What this task involves: Return each of the following records word for word, leaving nothing out and changing nothing.

★ ★ ★ ★ ★

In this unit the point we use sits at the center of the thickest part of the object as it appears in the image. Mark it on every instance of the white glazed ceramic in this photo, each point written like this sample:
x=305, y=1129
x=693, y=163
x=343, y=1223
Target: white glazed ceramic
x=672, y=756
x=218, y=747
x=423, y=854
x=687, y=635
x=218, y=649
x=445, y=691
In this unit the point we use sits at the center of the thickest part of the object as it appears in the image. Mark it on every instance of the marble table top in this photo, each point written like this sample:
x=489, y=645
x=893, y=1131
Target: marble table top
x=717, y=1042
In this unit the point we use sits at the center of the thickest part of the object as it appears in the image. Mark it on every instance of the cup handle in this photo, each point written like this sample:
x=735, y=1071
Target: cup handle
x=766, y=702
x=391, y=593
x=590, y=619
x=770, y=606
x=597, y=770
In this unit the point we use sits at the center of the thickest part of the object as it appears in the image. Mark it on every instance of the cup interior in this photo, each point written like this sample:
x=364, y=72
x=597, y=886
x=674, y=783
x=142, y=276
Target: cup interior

★ ★ ★ ★ ★

Solution for this problem:
In this unit the point we use sits at the center of the thickest part of the object as it appears in the image. Mark it on every instance of the white glazed ceramic in this photo, each point written like this sample:
x=305, y=1129
x=693, y=163
x=343, y=1223
Target: white glazed ceramic
x=672, y=756
x=218, y=747
x=423, y=854
x=687, y=635
x=218, y=649
x=445, y=691
In this unit the point we use sits at the center of the thickest part of the object as it appears in the image. Mark it on every instance of the marble table top in this photo, each point written like this sample:
x=489, y=645
x=893, y=1131
Target: marble table top
x=717, y=1042
In this unit the point we use sits at the center of the thickest part of the object as it appears in the image. Mark it on every instance of the cup handle in this photo, each point written like this sample:
x=735, y=1071
Target: cup handle
x=766, y=702
x=391, y=593
x=590, y=619
x=770, y=606
x=597, y=770
In this unit the point we use sits at the center of the thickest part of the object as it appears in the image. Mark it on every instance of the cup interior in this photo, each point written like this sample:
x=364, y=72
x=597, y=886
x=674, y=783
x=142, y=276
Target: cup interior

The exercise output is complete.